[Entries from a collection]
= = = = =

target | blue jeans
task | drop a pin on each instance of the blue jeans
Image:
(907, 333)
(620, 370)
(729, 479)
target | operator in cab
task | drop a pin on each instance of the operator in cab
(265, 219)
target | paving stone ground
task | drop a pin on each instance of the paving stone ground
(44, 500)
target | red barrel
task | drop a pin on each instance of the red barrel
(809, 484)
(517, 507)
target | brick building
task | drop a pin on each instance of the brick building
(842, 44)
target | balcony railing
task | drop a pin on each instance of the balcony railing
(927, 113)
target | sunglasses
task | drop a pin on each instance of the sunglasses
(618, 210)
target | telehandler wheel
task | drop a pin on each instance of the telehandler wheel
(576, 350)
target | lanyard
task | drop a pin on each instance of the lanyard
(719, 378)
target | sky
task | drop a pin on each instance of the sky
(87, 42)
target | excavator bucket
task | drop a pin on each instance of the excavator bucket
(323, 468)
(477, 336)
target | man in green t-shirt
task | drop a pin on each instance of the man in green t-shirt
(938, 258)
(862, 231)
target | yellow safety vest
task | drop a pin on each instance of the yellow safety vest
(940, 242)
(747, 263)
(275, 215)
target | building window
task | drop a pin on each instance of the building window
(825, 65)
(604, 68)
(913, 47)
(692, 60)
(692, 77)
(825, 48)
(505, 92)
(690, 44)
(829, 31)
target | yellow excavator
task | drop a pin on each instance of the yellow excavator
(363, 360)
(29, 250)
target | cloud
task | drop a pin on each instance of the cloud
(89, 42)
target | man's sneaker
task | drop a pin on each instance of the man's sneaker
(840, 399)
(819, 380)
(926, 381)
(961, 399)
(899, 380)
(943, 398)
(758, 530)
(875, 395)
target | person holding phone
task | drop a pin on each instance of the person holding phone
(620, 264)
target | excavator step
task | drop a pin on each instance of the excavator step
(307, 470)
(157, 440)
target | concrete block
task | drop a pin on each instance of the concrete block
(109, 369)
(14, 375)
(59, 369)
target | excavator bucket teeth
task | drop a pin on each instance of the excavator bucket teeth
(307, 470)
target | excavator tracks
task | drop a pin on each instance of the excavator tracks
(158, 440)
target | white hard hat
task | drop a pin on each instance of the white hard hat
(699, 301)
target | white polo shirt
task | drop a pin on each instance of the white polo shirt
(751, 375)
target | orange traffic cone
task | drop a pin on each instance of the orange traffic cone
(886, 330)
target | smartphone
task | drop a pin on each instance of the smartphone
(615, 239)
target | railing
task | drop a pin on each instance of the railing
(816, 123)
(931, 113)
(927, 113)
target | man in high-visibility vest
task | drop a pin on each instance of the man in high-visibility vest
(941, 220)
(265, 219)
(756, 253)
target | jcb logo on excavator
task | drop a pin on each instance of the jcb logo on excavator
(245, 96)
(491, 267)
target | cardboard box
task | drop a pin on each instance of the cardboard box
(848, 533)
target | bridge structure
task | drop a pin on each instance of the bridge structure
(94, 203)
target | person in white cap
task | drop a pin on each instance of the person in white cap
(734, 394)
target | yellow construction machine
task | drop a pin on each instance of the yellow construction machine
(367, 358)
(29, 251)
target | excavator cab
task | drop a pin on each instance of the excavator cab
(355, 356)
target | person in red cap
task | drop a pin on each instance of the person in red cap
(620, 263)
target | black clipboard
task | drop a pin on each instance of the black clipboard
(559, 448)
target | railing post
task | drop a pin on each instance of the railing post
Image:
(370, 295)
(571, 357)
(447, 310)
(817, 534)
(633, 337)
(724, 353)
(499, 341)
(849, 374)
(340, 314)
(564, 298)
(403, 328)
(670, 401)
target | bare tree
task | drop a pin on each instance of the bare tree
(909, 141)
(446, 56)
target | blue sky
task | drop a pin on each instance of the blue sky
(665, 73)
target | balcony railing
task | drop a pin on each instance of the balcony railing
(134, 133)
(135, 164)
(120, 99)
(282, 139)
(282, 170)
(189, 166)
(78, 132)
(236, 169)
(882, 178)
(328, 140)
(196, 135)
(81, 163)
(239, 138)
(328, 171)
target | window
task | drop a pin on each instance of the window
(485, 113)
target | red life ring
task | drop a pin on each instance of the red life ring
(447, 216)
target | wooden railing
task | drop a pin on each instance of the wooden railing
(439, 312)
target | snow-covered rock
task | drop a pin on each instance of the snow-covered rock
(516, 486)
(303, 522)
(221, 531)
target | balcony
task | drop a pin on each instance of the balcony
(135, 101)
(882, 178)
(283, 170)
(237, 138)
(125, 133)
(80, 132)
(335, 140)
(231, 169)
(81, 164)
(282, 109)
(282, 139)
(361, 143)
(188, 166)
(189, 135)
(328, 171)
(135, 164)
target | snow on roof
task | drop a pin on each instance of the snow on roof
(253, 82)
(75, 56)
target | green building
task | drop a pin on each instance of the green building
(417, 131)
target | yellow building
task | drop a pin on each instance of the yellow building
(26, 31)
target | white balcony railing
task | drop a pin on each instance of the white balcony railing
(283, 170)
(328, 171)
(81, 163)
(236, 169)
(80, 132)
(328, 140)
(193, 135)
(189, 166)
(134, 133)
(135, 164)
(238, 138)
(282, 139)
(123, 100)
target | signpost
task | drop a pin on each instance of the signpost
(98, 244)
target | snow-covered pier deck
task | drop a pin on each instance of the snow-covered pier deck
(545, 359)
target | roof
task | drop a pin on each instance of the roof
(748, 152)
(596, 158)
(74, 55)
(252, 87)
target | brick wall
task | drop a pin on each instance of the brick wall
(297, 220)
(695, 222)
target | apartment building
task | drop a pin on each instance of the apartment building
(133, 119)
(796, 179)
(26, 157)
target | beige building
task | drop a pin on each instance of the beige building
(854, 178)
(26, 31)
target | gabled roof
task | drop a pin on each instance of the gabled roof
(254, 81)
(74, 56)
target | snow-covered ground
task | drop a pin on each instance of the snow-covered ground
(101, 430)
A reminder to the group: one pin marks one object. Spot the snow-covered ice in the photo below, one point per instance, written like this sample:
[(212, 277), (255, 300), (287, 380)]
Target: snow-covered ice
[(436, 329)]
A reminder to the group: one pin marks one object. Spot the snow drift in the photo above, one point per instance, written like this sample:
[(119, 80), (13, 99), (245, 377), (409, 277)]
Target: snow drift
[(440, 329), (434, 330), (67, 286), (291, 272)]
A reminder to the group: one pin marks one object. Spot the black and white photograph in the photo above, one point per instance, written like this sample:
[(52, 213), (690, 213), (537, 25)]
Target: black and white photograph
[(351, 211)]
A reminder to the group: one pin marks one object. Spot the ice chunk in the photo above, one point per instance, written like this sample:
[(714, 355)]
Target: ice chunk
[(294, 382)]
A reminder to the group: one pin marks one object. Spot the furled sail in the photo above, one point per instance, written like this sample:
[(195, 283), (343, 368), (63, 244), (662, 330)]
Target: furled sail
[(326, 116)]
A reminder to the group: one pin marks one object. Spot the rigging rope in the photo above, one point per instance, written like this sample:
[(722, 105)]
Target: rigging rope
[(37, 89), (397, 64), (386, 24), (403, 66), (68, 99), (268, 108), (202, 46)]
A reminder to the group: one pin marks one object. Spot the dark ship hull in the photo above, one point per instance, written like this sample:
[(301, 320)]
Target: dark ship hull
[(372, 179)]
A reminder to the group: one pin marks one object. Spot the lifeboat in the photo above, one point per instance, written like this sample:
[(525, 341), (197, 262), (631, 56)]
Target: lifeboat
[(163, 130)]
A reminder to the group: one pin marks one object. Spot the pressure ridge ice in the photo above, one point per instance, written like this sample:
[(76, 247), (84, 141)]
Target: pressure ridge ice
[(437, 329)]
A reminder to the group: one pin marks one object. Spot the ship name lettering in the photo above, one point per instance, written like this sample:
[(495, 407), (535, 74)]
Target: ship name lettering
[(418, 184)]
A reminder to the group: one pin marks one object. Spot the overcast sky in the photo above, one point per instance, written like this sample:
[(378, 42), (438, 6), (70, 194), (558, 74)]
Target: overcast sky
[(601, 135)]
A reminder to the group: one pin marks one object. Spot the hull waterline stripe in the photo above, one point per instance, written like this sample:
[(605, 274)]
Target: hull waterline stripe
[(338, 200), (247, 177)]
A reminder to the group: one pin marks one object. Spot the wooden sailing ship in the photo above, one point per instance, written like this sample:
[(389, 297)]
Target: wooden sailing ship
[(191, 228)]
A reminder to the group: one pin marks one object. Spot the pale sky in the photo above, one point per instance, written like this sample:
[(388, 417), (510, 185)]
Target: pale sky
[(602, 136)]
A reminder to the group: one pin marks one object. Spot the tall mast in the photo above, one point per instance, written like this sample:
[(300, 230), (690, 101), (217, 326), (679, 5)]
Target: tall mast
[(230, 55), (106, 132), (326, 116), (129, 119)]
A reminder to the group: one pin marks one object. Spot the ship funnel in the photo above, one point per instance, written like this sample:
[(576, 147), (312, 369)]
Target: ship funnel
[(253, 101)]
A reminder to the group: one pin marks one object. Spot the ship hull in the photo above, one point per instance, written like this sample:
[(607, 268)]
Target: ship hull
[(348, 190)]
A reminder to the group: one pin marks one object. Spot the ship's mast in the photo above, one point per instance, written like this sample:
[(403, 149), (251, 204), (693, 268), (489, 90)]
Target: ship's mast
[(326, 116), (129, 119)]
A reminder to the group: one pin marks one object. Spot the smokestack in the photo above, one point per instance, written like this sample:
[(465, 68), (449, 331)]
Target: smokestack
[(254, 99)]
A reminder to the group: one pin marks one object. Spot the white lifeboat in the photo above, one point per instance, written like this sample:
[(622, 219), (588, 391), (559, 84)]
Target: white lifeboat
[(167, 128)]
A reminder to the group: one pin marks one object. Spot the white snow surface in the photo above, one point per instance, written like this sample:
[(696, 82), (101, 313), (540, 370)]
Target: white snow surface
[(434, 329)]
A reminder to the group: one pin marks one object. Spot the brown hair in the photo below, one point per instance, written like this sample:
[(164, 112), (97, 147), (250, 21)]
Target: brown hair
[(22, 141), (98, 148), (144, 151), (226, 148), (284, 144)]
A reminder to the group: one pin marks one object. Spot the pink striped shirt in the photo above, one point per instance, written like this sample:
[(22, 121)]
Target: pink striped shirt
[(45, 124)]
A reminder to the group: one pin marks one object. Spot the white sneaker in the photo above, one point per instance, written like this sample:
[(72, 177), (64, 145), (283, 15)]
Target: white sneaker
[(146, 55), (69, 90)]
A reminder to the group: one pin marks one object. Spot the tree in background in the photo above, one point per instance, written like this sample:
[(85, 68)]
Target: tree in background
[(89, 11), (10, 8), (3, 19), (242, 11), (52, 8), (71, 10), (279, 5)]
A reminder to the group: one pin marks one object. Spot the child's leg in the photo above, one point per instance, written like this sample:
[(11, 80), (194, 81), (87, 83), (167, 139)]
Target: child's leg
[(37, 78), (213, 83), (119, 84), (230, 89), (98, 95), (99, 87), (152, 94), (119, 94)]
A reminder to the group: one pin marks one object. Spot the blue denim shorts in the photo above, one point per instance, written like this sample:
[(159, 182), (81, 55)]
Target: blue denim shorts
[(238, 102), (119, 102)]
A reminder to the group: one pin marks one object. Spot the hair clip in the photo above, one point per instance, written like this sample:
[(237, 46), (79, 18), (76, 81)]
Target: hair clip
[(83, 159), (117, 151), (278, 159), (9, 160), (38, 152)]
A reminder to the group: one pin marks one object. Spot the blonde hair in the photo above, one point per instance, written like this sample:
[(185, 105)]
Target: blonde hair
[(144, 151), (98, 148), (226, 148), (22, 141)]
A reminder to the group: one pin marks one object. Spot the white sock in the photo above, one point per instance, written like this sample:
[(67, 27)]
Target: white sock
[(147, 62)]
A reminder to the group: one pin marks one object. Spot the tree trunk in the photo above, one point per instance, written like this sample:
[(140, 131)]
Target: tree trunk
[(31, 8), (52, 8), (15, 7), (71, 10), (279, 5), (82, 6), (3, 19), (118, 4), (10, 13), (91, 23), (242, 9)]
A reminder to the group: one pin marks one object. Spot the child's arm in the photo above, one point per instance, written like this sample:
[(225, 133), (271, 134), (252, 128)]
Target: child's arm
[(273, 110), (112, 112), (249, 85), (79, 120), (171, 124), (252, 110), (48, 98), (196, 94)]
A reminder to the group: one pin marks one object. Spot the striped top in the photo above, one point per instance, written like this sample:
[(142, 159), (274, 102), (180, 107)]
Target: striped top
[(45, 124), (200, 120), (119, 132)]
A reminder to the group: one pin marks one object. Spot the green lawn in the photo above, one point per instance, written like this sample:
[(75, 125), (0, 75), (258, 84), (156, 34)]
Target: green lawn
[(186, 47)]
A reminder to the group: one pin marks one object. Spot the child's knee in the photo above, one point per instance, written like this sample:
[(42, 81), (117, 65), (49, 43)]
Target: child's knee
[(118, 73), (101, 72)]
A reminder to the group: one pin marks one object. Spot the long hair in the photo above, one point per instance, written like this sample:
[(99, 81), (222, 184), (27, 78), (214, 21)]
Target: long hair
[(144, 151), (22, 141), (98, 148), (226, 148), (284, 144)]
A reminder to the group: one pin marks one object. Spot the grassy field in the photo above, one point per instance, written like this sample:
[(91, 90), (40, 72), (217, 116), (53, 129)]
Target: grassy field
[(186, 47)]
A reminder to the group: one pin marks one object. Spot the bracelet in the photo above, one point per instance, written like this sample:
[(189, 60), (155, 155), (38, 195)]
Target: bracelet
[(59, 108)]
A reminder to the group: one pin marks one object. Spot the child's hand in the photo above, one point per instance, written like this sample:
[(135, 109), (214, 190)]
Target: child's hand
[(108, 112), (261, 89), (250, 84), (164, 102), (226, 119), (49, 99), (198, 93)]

= = = = =

● TASK OBJECTIVE
Reproduce every line starting at the one containing "Spot the blonde" and ending at the one containing "[(144, 151), (98, 148), (226, 148), (22, 141)]", shifting each coordinate in the answers up by 30 and keeping all other text unchanged.

● SOLVED EXERCISE
A reminder to the group: one pin marks one object. Spot the blonde hair in the photo above, one point per instance, written like this sample:
[(185, 105)]
Target: blonde hair
[(174, 181), (128, 178), (256, 178), (52, 171)]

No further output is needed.